_WORK INSTRUCTIONS_:
Please answer these questions using the blog post below:
1. What date is given for the post titled "Sympathy For The Devil"?
2. Whose execution does the writer say many people felt trepidation about?
3. What does the writer say the commandment actually says, in place of "Thou shalt not kill"?

_TEXT SECTION_:
This is getting a bit long so I will write another post about my Big Time entry into the world of comedy writing on another day. Maybe some of you could share some old secrets about yourself too.

Wednesday, January 03, 2007

Sympathy For The Devil

There must be something inherently human about feeling uncomfortable to witness the death of anyone. And so it is entirely justifiable for many of us to have felt trepidation about the execution of Saddam Hussein. This isn’t to say a majority of people don’t believe he got what he deserved; it’s just that we don’t want our Humanity to get lost in the impulse for revenge.

This may surprise a few, but I don’t believe in the death penalty. It’s based on the notion that planning an execution is a cousin to a planned murder. Most people believe the Ten Commandments include the principle, “Thou shalt not kill,” but it actually says, “Thou shalt not murder” and I have trouble getting around the idea that mankind arranging for the killing of another isn’t a violation of the founding tenets of our society.

Stored data:
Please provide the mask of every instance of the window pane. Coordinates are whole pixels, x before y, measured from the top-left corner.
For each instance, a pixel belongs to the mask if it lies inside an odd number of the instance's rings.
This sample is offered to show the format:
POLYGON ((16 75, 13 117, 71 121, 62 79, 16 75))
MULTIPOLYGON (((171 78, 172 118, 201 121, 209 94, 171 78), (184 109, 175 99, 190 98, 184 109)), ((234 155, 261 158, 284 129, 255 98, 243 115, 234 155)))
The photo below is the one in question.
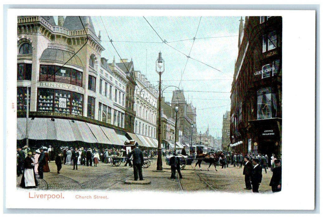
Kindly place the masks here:
POLYGON ((276 48, 277 46, 277 36, 276 32, 272 32, 268 35, 268 50, 276 48))
POLYGON ((18 65, 18 69, 17 69, 17 80, 24 80, 24 64, 19 64, 18 65))

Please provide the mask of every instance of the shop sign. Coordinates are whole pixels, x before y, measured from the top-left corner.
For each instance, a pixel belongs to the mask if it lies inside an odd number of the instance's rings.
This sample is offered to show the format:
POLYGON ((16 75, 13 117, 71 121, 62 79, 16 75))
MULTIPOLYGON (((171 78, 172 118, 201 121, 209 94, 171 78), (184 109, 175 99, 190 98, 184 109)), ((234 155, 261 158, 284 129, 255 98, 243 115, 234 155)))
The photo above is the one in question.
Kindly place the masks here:
POLYGON ((265 130, 261 134, 263 136, 274 136, 275 135, 275 131, 274 130, 265 130))
POLYGON ((37 86, 39 87, 59 88, 64 90, 76 91, 83 94, 85 93, 84 89, 82 87, 70 84, 49 82, 39 82, 38 83, 37 86))
POLYGON ((64 98, 59 98, 59 106, 60 108, 66 108, 66 99, 64 98))

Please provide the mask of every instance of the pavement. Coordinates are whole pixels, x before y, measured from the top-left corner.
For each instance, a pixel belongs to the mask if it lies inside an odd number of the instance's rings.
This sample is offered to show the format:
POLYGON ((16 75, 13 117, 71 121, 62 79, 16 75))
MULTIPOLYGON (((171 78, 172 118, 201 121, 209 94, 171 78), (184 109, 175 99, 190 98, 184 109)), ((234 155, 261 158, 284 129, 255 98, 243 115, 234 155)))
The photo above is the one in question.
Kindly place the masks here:
MULTIPOLYGON (((95 167, 78 166, 78 170, 73 170, 73 166, 63 165, 60 173, 57 174, 55 162, 49 163, 51 171, 44 173, 44 178, 39 180, 37 190, 106 190, 122 191, 154 191, 182 192, 177 180, 170 178, 170 167, 166 164, 165 158, 162 158, 163 171, 156 170, 157 158, 151 160, 151 165, 143 169, 144 180, 134 181, 132 168, 124 166, 121 163, 119 166, 100 162, 95 167)), ((206 189, 205 184, 198 175, 214 187, 216 191, 228 192, 250 192, 245 188, 244 176, 242 168, 229 165, 226 169, 217 167, 215 171, 211 166, 209 171, 208 164, 202 164, 200 171, 198 166, 193 169, 195 164, 187 165, 181 171, 183 179, 180 180, 184 191, 210 190, 206 189)), ((271 192, 269 186, 272 172, 270 170, 265 173, 263 170, 263 180, 259 187, 261 192, 271 192)), ((22 176, 17 177, 17 187, 19 186, 22 176)), ((178 175, 177 175, 178 178, 178 175)))

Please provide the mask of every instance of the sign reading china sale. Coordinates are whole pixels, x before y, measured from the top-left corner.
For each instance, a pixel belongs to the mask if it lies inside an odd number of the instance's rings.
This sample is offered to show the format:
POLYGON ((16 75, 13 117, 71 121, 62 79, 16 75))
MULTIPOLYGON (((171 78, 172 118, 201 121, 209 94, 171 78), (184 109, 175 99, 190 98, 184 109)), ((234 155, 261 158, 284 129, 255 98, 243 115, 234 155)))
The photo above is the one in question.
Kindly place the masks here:
POLYGON ((64 98, 59 98, 59 106, 60 108, 66 108, 66 99, 64 98))

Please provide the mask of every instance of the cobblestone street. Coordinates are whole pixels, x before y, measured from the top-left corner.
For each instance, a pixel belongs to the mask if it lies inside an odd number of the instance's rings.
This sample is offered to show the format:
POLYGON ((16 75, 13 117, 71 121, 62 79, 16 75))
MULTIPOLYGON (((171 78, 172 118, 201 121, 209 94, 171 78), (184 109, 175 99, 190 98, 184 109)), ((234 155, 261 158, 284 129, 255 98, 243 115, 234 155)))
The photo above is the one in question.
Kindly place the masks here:
MULTIPOLYGON (((118 167, 101 162, 97 167, 79 165, 77 171, 73 170, 73 166, 63 165, 60 173, 57 174, 55 163, 51 161, 49 163, 50 172, 44 173, 43 180, 38 179, 39 185, 37 189, 181 191, 178 180, 170 178, 170 167, 166 165, 164 158, 163 158, 163 172, 155 171, 156 169, 156 159, 152 160, 151 165, 148 168, 143 169, 144 179, 151 182, 151 184, 145 185, 124 183, 126 179, 132 180, 133 176, 132 168, 124 166, 124 163, 118 167)), ((187 165, 184 169, 181 171, 183 178, 180 180, 183 191, 215 191, 243 193, 251 192, 244 189, 245 186, 244 176, 242 175, 243 168, 234 167, 233 165, 223 169, 218 167, 218 171, 216 172, 214 166, 211 166, 209 171, 207 170, 208 165, 202 164, 202 171, 198 169, 198 166, 194 170, 194 166, 195 164, 187 165), (210 188, 210 186, 212 188, 210 188)), ((259 188, 260 192, 271 192, 269 184, 272 173, 270 169, 267 172, 266 174, 265 171, 263 171, 262 181, 259 188)), ((19 186, 21 179, 21 176, 17 178, 18 189, 21 188, 19 186)))

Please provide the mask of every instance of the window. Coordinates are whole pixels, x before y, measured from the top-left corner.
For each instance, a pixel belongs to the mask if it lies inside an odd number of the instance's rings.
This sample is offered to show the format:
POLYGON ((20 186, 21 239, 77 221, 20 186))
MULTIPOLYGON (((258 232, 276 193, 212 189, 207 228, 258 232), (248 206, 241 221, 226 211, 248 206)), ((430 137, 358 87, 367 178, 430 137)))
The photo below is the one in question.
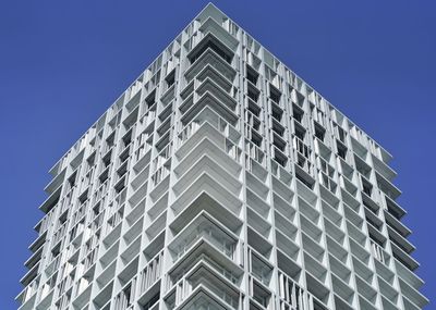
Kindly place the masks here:
POLYGON ((300 140, 304 141, 304 136, 305 136, 305 135, 306 135, 306 133, 305 133, 305 131, 304 131, 303 128, 295 127, 295 136, 296 136, 300 140))
POLYGON ((338 146, 338 156, 343 160, 347 160, 347 148, 337 142, 338 146))
POLYGON ((371 197, 371 194, 373 193, 373 186, 366 181, 362 179, 362 187, 363 193, 371 197))
POLYGON ((315 137, 317 137, 319 140, 324 141, 325 135, 326 135, 326 131, 322 126, 315 124, 315 137))
POLYGON ((250 99, 252 99, 254 102, 257 102, 258 96, 259 96, 259 92, 257 89, 255 90, 252 87, 249 87, 247 95, 249 95, 250 99))
POLYGON ((258 79, 258 73, 249 65, 246 66, 246 79, 249 79, 254 85, 257 84, 258 79))
POLYGON ((171 71, 171 73, 167 75, 167 77, 165 78, 165 82, 167 83, 167 89, 170 88, 172 85, 174 85, 175 70, 171 71))
POLYGON ((271 114, 272 114, 274 119, 281 122, 281 116, 283 115, 283 111, 281 111, 281 109, 277 109, 277 108, 272 107, 271 114))
POLYGON ((281 97, 280 91, 276 87, 274 87, 272 85, 269 85, 269 98, 274 102, 279 103, 280 102, 280 97, 281 97))
POLYGON ((304 111, 296 106, 292 106, 292 114, 296 122, 301 123, 303 121, 304 111))

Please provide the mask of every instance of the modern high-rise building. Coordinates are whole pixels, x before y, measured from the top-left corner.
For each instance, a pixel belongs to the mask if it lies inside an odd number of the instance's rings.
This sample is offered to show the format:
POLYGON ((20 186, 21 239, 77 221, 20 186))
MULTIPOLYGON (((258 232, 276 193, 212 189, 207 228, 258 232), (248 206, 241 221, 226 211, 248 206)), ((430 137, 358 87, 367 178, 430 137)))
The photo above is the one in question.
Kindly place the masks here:
POLYGON ((207 5, 50 170, 20 310, 419 310, 391 156, 207 5))

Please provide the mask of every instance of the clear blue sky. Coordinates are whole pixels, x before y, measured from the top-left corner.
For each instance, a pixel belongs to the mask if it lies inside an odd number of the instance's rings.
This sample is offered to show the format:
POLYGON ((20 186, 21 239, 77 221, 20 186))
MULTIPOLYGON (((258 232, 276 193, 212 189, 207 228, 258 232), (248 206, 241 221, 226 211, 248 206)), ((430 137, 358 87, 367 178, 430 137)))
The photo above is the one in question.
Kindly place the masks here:
MULTIPOLYGON (((215 3, 395 156, 435 299, 436 2, 215 3)), ((15 309, 47 171, 205 4, 0 2, 0 309, 15 309)))

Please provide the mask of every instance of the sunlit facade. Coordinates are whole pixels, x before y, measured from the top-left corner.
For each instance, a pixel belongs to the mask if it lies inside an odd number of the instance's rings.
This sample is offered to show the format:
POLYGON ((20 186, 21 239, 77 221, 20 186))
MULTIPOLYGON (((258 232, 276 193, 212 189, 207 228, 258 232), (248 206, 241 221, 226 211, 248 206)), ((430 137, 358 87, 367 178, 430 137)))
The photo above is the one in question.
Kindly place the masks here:
POLYGON ((390 159, 209 4, 51 169, 20 310, 422 309, 390 159))

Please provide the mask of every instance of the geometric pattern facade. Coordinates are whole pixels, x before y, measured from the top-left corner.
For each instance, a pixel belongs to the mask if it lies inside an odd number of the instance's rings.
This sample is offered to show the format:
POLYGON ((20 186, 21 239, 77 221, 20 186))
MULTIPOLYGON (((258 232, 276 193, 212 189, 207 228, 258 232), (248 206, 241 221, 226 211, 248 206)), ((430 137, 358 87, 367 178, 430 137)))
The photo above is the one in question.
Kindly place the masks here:
POLYGON ((19 309, 422 309, 390 159, 208 4, 50 170, 19 309))

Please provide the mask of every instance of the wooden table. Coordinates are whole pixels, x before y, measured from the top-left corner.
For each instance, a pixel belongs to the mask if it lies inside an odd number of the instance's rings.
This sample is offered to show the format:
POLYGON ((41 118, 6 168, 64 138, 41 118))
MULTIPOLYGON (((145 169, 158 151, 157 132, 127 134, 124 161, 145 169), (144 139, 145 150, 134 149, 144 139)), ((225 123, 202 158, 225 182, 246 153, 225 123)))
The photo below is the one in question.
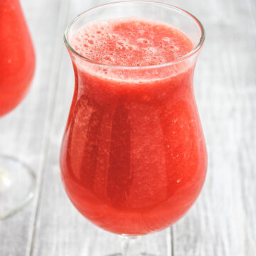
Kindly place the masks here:
MULTIPOLYGON (((37 68, 26 100, 0 120, 0 152, 37 175, 37 193, 0 221, 1 256, 94 256, 119 251, 117 237, 80 215, 60 182, 59 150, 74 76, 63 34, 75 15, 107 1, 22 0, 37 68)), ((209 164, 201 196, 178 223, 143 246, 160 255, 256 255, 256 2, 166 1, 204 24, 195 90, 209 164)), ((0 74, 1 75, 1 74, 0 74)))

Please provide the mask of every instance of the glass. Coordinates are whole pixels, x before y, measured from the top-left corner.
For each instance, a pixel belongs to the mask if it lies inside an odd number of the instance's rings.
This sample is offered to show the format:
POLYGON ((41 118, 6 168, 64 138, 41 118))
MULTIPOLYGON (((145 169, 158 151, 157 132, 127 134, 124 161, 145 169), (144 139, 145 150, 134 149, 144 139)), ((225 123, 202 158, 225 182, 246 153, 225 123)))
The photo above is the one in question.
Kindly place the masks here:
MULTIPOLYGON (((0 1, 0 117, 14 109, 28 92, 35 70, 35 53, 18 0, 0 1)), ((0 219, 32 198, 35 176, 13 156, 0 155, 0 219)))
MULTIPOLYGON (((193 16, 151 1, 100 6, 68 26, 64 39, 75 84, 61 176, 73 205, 96 225, 134 240, 176 223, 197 198, 207 155, 193 76, 204 37, 193 16), (170 23, 194 48, 171 63, 120 67, 90 60, 70 46, 74 33, 88 22, 124 17, 170 23)), ((129 240, 124 255, 130 253, 129 240)))

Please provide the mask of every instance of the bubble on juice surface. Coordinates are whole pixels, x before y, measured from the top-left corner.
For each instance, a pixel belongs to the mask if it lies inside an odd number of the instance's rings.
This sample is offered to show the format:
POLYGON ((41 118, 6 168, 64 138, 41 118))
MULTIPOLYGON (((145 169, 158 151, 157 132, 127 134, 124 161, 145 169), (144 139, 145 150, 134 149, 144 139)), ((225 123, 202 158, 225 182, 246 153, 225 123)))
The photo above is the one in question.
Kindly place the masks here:
POLYGON ((191 51, 192 41, 166 23, 143 18, 93 21, 73 35, 72 47, 97 63, 146 66, 175 61, 191 51))

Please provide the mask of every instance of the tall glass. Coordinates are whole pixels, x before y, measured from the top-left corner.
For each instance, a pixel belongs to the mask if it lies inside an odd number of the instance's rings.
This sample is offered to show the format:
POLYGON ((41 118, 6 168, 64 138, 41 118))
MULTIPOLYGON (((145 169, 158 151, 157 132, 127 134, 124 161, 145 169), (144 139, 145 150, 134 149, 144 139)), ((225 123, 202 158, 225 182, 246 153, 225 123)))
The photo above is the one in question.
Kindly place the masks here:
POLYGON ((95 7, 67 28, 75 85, 61 175, 72 203, 96 225, 127 238, 157 232, 181 218, 197 198, 207 156, 193 76, 204 37, 193 15, 151 1, 95 7), (170 23, 190 37, 194 48, 163 65, 119 67, 96 63, 70 46, 87 23, 123 17, 170 23))
MULTIPOLYGON (((0 1, 0 117, 26 95, 35 70, 35 52, 18 0, 0 1)), ((0 149, 4 145, 0 142, 0 149)), ((13 156, 0 154, 0 219, 33 197, 35 176, 13 156)))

_RESULT FOR THIS TASK_:
1. Wednesday, January 03, 2007
2. Saddam Hussein
3. "Thou shalt not murder"